Aim of the task: Quote the records that follow in full, leaving the pictures out.
··· Information provided ···
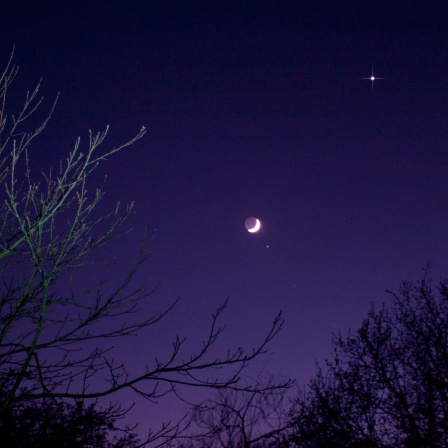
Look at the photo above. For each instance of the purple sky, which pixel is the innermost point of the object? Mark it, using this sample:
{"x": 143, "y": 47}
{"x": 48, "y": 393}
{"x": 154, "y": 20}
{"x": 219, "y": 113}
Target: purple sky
{"x": 255, "y": 108}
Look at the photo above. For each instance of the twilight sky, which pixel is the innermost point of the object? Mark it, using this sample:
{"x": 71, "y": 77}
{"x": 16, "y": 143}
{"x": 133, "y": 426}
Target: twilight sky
{"x": 255, "y": 108}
···
Result of this task:
Look at the photo above. For each instance of the purple sky, which pixel is the innermost point of the object? Mark it, using this sample:
{"x": 143, "y": 47}
{"x": 48, "y": 393}
{"x": 154, "y": 20}
{"x": 219, "y": 113}
Target: purple sky
{"x": 255, "y": 108}
Look at the photo above. For each instance of the twilight sky, which pixel is the innermost point of the object? Mark it, using this sample:
{"x": 71, "y": 77}
{"x": 16, "y": 143}
{"x": 133, "y": 426}
Target: twilight sky
{"x": 255, "y": 108}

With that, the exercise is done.